┌──
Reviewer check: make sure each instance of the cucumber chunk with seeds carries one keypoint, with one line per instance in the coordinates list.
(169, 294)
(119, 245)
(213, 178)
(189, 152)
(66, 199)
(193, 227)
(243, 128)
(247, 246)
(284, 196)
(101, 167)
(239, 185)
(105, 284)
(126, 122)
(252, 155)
└──
**Your goal**
Your answer must be the records above, repeated exactly.

**Final answer**
Reviewer check: make sure each instance of the cucumber chunk with seeds carries one keypoint, with one line per instance in the coordinates list.
(169, 294)
(119, 245)
(213, 178)
(189, 152)
(66, 199)
(193, 227)
(243, 128)
(247, 246)
(284, 196)
(101, 167)
(239, 185)
(105, 284)
(126, 122)
(252, 155)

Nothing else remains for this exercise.